Excerpt:
- Opening Delimiter -

February 2, 1999
PRIVATE & CONFIDENTIAL
Xxxxxxx X. Xxxx
NHancement Technologies Inc.
00000 Xxxxxxx Xxxxxx
Xxxxx 000
Xxxxxxx, XX 00000
Dear Xx. Xxxx:
We are writing this letter to confirm our agreement ("Agreement") that
JWGenesis Capital Markets, LLC ("JWGenesis") is exclusively authorized to
represent NHancement Technologies Inc. and its affiliates and related
entities (collectively, the "Company") and to assist the Company as its
exclusive financial advisor in connection with the possible sale of the
Company or any of its assets, business or equity, debt or other securities or
any other business combination. This authorization covers such a sale by
means of any merger, consolidation, recapitalization, business combination,
exchange offer or purchase or sale of securities or assets. Also covered by
this authorization is any other transaction resulting in a change of control
of the Company or its assets, securities or business. For the purposes of
this Agreement, any of the foregoing shall constitute a "Transaction."
This Agreement shall become effective upon the execution hereof by the
Company and JWGenesis, and the term of this Agreement and the exclusive
appointment provided for herein (the "Term") shall end on the first
anniversary of the date of such execution by the Company. The Company agrees
to use reasonable efforts to effect a Transaction acceptable to it during the
term.

- Closing Delimiter -

Provided data:
- Opening Delimiter -

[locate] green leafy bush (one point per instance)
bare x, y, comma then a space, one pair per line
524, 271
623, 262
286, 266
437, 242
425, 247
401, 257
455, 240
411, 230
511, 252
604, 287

- Closing Delimiter -

Tasks to perform:
1. List every defined term that the letter introduces in quotation marks.
2. Carry on the letter from its final sentence.
The data comes from a separate source, unrelated to the letter.

Task-by-task outputs:
1. "Agreement", "JWGenesis", "Company", "Transaction", "Term"

2.
I. PERFORMANCE OF SERVICES
Under this Agreement, JWGenesis will work with the Company and use
reasonable efforts to attempt to consummate a satisfactory Transaction,
subject to a final review (prior to marketing the Company and or its
securities) by JWGenesis and the Company which concludes that the Transaction
being considered is financially feasible, including the following services as
reasonably requested by the Company:
1. Provide corporate finance professionals as reasonably required to assist in
this engagement.
2. Advise and assist the Company in estimating a fair market value for the
Company and identifying and screening potential acquirers or merger
candidates.
3. Discuss and evaluate with the Company various alternative marketing
strategies and advise on how to structure and implement a Transaction
designed to further the Company's stated objectives.
4. Assist the Company in preparing a descriptive memorandum of the Company, if
appropriate, for use in discussions with potential acquirers or merger
candidates.
5. Submit the names of potential acquirers or merger candidates to the Company
for the purpose of establishing which potential acquirers or merger
candidates should be approached.
6. Contact acceptable potential acquirers and merger candidates and establish
and attend exploratory meetings, when appropriate.
7. Develop judgments as to the relative values and financial implications to
the Company of any proposed Transactions, and then, in consultation with
the Company and legal, accounting and/or tax advisors, advise the Company
on appropriate negotiating strategies and, to the extent deemed
appropriate, assist and/or direct negotiations leading to a conclusion of
the proposed Transaction.
8. Assist the Company in evaluating various financing alternatives.
II. COMPENSATION OF SERVICES
A. In partial payment for its services hereunder, JWGenesis shall receive from
the Company a nonrefundable $25,000 performance fee within 45 days from the
execution date of this agreement, payable upon the execution hereof which paid
amount shall be credited in full against the initial Transaction Fee (as
hereinafter defined) payable hereunder.
B. In addition, the Company shall issue to JWGenesis upon the execution hereof
300,000 warrants pursuant to Appendix B hereto.
C. If any Transaction is consummated during the Term or within twelve (12)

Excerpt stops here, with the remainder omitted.